-- DATA PROVIDED start --

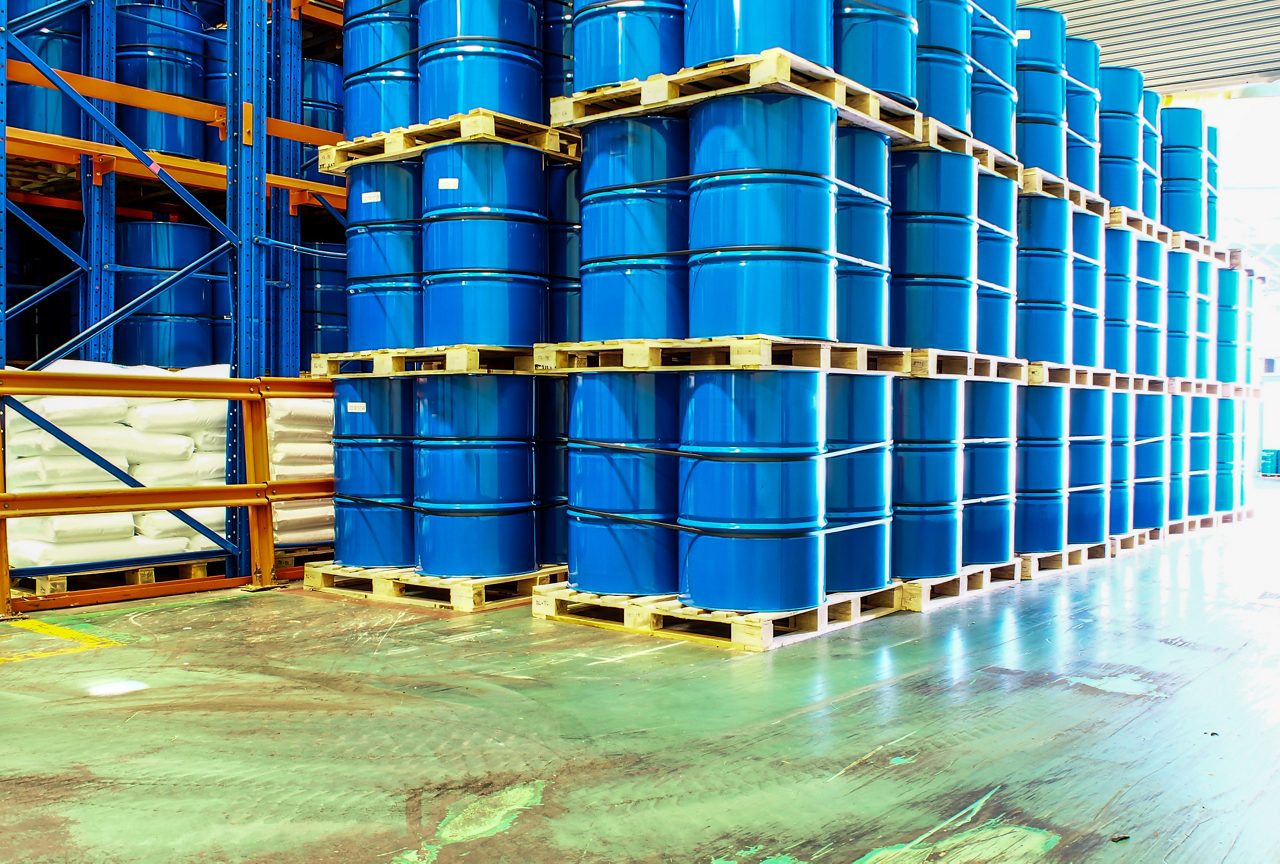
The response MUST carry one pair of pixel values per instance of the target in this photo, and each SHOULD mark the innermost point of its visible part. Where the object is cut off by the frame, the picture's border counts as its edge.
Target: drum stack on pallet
(764, 214)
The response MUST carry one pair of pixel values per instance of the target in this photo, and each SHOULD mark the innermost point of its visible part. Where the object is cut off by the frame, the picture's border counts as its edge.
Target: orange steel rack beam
(256, 493)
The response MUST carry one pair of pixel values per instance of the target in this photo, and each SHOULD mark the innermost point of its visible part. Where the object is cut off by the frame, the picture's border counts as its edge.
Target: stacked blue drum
(1045, 272)
(1083, 101)
(928, 488)
(635, 228)
(474, 475)
(753, 489)
(1121, 127)
(1121, 300)
(324, 300)
(56, 42)
(1179, 455)
(935, 228)
(1087, 288)
(624, 410)
(1089, 471)
(484, 245)
(1184, 187)
(944, 62)
(1043, 428)
(373, 453)
(876, 45)
(722, 28)
(762, 215)
(1042, 90)
(862, 236)
(995, 90)
(1230, 356)
(1150, 460)
(1121, 462)
(997, 264)
(625, 40)
(1150, 343)
(1202, 448)
(176, 328)
(480, 55)
(379, 62)
(988, 471)
(1180, 314)
(384, 255)
(859, 472)
(160, 48)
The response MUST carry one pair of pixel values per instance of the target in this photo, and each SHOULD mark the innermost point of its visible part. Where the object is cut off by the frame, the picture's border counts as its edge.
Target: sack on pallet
(86, 528)
(37, 553)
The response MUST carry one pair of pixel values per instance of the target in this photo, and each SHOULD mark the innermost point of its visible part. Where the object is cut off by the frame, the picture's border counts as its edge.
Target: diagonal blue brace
(123, 476)
(135, 150)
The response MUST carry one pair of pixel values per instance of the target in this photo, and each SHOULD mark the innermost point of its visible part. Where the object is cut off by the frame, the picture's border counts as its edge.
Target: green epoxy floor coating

-- DATA PROVIDED end --

WHAT YOU SHOULD DO | Pull out each line of the records above that contains the string "blue". Case counts.

PROBLEM SOLUTION |
Target: stacked blue drum
Target: diagonal blue brace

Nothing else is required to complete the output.